Exercise instructions: Quote the lines from the line holding "Could you please indicate the leafy" to the very end of the listing, exactly, and no others.
[start Data supplied]
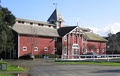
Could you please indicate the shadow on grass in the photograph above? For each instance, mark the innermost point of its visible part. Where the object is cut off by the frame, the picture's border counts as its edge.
(108, 71)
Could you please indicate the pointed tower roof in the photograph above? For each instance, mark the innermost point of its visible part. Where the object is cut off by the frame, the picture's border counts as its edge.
(55, 16)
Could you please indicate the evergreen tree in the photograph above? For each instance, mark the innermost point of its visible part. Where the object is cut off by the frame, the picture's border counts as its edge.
(7, 20)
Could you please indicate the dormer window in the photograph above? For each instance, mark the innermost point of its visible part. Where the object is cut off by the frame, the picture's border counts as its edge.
(31, 23)
(49, 25)
(19, 21)
(40, 24)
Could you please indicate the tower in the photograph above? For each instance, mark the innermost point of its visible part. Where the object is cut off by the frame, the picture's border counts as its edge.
(56, 19)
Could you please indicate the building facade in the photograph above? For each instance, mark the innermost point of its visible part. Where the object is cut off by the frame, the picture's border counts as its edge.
(52, 37)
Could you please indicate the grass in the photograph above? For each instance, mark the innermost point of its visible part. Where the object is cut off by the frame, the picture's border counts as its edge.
(90, 63)
(12, 68)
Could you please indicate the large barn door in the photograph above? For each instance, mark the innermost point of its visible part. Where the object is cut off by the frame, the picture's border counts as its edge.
(75, 51)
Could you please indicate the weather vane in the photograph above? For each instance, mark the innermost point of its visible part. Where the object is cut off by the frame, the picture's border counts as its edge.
(55, 5)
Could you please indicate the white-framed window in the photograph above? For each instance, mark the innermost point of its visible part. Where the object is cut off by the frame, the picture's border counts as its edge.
(45, 48)
(65, 38)
(24, 48)
(55, 49)
(83, 50)
(103, 50)
(35, 48)
(97, 50)
(65, 51)
(55, 39)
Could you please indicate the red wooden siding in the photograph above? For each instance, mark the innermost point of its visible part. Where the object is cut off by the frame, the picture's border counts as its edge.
(40, 42)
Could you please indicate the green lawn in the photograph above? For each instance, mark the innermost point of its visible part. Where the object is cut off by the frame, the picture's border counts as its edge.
(90, 63)
(12, 68)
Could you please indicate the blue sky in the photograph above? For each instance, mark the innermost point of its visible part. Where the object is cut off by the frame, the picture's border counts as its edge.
(102, 16)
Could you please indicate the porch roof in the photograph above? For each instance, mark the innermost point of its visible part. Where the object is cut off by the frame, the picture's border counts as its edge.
(64, 30)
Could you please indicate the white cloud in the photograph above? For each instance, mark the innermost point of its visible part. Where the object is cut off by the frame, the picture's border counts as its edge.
(111, 28)
(72, 20)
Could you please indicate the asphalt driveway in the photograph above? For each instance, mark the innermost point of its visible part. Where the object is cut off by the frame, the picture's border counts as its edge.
(41, 67)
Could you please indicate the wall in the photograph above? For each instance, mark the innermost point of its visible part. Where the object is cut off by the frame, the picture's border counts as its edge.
(40, 42)
(96, 46)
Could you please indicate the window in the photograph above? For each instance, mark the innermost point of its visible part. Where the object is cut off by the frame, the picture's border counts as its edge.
(45, 48)
(24, 48)
(103, 50)
(55, 49)
(35, 48)
(97, 50)
(83, 50)
(65, 51)
(65, 38)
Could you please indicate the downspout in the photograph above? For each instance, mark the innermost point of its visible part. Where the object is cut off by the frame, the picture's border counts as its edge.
(18, 45)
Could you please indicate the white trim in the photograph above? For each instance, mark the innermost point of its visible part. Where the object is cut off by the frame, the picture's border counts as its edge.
(45, 49)
(35, 48)
(74, 29)
(18, 45)
(24, 48)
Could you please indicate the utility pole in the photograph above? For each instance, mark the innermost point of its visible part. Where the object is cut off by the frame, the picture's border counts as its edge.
(55, 5)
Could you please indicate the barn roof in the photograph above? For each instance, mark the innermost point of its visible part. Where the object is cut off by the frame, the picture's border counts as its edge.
(64, 30)
(35, 30)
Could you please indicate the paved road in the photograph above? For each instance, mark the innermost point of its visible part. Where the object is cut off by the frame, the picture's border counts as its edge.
(74, 70)
(48, 68)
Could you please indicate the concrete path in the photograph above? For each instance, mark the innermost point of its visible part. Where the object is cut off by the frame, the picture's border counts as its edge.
(41, 67)
(74, 70)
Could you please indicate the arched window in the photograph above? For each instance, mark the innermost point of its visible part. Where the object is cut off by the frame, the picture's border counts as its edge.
(97, 50)
(83, 50)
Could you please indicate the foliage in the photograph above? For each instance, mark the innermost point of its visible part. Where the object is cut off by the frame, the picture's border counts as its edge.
(113, 42)
(12, 68)
(7, 20)
(42, 56)
(91, 47)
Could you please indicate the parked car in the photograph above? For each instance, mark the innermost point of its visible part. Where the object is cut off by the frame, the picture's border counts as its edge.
(91, 55)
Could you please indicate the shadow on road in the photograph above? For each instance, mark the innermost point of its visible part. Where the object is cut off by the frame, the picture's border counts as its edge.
(108, 71)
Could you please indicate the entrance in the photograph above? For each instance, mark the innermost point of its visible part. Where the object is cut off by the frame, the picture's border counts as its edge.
(75, 51)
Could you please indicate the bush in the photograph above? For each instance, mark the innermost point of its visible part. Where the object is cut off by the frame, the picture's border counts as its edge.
(42, 55)
(39, 56)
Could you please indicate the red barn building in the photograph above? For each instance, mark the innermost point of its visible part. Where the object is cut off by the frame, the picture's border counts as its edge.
(52, 37)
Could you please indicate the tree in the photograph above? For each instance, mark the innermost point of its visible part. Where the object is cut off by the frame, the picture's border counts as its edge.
(113, 42)
(7, 20)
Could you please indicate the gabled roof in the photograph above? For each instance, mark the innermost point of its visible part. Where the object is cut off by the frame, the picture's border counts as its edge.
(55, 16)
(35, 30)
(64, 30)
(93, 37)
(33, 21)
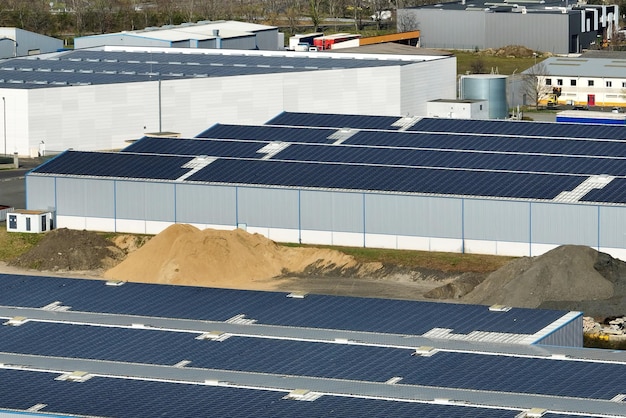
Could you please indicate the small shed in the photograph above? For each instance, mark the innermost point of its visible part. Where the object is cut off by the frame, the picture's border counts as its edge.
(32, 221)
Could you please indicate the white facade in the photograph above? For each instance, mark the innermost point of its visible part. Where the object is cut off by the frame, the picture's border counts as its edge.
(458, 109)
(29, 221)
(18, 42)
(106, 116)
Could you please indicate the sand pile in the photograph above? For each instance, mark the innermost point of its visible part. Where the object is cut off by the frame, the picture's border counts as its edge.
(567, 273)
(185, 255)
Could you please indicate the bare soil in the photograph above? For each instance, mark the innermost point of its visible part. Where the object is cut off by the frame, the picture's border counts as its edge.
(568, 277)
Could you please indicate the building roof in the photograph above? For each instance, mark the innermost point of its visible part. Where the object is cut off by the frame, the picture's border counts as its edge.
(544, 6)
(134, 64)
(446, 157)
(147, 350)
(580, 67)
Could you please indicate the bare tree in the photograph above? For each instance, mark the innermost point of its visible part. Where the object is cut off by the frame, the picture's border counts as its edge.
(407, 22)
(534, 83)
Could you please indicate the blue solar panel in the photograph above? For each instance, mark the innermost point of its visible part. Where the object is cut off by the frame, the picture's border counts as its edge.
(115, 165)
(101, 396)
(491, 143)
(384, 178)
(268, 133)
(471, 371)
(195, 147)
(107, 67)
(271, 308)
(334, 120)
(407, 157)
(614, 192)
(522, 128)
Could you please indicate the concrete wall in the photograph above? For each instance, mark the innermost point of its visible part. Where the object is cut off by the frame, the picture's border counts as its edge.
(105, 117)
(482, 226)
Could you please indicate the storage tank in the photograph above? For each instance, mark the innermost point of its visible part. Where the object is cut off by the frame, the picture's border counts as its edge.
(490, 87)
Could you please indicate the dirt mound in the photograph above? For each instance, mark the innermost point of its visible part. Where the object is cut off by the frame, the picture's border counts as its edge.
(567, 273)
(70, 250)
(183, 254)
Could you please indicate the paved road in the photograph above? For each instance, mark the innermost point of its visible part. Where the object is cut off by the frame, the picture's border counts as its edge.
(13, 186)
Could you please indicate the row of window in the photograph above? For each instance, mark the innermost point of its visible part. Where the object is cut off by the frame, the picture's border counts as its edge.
(590, 83)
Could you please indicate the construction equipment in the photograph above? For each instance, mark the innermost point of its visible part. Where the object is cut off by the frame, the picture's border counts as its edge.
(553, 97)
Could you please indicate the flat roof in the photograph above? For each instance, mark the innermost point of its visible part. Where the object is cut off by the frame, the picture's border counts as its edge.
(410, 155)
(162, 349)
(108, 65)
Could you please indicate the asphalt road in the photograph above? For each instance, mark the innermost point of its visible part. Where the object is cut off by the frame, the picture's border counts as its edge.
(13, 185)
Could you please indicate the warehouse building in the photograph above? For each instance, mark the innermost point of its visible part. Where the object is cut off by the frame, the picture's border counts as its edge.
(477, 186)
(205, 34)
(71, 347)
(99, 99)
(585, 80)
(558, 27)
(16, 42)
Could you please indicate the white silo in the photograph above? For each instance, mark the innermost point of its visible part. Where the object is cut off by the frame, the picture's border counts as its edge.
(490, 87)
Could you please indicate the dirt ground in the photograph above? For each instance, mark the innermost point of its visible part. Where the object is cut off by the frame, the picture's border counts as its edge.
(568, 277)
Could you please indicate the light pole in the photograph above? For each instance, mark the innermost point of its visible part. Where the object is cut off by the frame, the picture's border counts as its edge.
(4, 124)
(14, 45)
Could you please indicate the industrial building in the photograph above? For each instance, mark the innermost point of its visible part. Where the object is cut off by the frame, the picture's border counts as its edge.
(100, 99)
(16, 42)
(477, 186)
(71, 347)
(555, 26)
(222, 34)
(584, 80)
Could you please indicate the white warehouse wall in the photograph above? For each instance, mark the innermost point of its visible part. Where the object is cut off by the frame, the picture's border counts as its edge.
(104, 117)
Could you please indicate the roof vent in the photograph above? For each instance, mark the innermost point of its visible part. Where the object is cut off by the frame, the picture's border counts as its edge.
(16, 321)
(302, 395)
(532, 413)
(76, 376)
(499, 308)
(424, 351)
(241, 319)
(213, 336)
(297, 295)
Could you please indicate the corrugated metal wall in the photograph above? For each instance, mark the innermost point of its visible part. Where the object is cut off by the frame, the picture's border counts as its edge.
(461, 29)
(331, 217)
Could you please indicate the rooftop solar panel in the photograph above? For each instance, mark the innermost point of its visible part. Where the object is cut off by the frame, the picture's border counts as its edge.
(193, 148)
(520, 128)
(491, 143)
(270, 308)
(386, 178)
(101, 396)
(268, 133)
(116, 165)
(334, 120)
(444, 369)
(107, 67)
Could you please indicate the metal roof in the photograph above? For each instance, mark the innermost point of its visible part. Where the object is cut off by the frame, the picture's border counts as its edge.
(99, 67)
(494, 159)
(581, 67)
(147, 350)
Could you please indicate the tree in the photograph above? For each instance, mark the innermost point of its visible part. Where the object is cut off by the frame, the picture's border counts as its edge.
(534, 86)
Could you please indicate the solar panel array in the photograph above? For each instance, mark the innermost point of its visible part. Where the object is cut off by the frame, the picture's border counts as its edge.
(314, 311)
(106, 67)
(527, 164)
(79, 343)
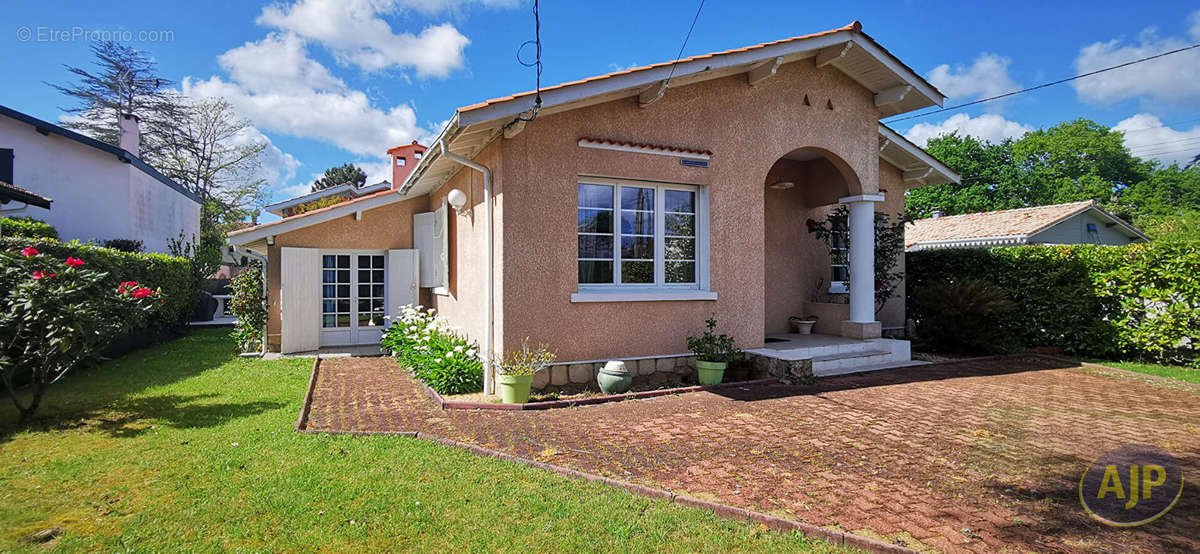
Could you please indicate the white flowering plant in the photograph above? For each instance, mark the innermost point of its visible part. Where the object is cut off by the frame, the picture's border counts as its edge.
(435, 351)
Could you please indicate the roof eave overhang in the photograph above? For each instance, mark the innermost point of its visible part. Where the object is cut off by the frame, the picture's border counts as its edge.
(473, 128)
(246, 236)
(918, 167)
(972, 242)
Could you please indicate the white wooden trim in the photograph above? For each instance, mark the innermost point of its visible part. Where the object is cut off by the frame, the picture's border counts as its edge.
(657, 295)
(622, 148)
(299, 300)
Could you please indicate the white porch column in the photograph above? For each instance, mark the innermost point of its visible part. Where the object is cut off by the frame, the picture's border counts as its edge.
(862, 323)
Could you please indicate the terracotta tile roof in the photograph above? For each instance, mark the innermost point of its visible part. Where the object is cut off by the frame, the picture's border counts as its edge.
(853, 26)
(1020, 222)
(12, 192)
(648, 146)
(309, 214)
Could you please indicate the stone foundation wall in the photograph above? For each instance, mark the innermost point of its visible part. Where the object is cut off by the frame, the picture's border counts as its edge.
(559, 375)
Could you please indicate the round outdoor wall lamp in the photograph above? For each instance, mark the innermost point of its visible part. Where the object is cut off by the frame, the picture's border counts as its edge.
(457, 199)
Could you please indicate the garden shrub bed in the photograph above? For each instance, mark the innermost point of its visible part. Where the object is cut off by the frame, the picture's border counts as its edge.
(171, 274)
(1138, 301)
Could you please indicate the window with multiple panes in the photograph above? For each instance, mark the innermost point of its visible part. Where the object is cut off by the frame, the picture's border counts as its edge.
(839, 254)
(637, 234)
(335, 290)
(371, 290)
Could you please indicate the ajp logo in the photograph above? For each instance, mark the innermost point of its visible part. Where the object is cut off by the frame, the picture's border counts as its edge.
(1131, 486)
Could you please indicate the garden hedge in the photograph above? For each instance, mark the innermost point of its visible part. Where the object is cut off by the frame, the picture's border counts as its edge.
(171, 274)
(1138, 301)
(27, 227)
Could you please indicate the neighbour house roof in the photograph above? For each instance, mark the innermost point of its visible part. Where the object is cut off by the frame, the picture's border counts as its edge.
(345, 188)
(898, 89)
(47, 128)
(13, 193)
(999, 228)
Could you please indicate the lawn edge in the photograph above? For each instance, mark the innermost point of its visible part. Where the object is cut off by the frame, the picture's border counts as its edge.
(720, 510)
(306, 404)
(1125, 372)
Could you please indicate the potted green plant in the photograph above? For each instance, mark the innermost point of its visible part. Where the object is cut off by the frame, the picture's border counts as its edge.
(517, 369)
(713, 353)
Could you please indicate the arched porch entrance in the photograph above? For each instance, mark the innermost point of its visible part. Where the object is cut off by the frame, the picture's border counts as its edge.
(799, 274)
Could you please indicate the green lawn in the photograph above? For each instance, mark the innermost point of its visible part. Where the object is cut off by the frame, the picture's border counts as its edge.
(186, 447)
(1174, 372)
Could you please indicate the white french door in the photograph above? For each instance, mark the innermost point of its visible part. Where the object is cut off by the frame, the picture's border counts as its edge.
(353, 297)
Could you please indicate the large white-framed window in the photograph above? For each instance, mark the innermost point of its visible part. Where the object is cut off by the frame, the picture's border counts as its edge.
(641, 240)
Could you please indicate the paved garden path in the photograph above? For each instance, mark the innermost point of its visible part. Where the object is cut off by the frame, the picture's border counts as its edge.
(970, 456)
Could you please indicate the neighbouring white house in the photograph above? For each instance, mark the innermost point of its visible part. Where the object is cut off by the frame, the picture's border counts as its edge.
(1075, 223)
(100, 191)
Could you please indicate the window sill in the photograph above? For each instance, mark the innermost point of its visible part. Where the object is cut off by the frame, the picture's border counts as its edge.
(642, 296)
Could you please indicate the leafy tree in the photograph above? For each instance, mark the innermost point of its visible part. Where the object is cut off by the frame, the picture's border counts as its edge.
(342, 174)
(57, 314)
(125, 80)
(987, 172)
(1075, 161)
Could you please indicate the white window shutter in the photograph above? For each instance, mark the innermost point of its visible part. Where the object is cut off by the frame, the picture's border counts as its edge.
(442, 240)
(299, 300)
(403, 275)
(425, 242)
[end Data supplied]
The response:
Could you please indicate the leafy tree in the photograph above? For each instance, mark the innermost point of its visible part. Where the object is cut off by the frame, the picture's border counts as its edge.
(342, 174)
(57, 314)
(125, 80)
(987, 172)
(1075, 161)
Could you please indicate the white window shutter in the photograph above? For each instance, mark the innermost point of its visible part. Where the object is cut off by the frame, the picture's border counts as its edge.
(442, 240)
(299, 300)
(403, 275)
(425, 242)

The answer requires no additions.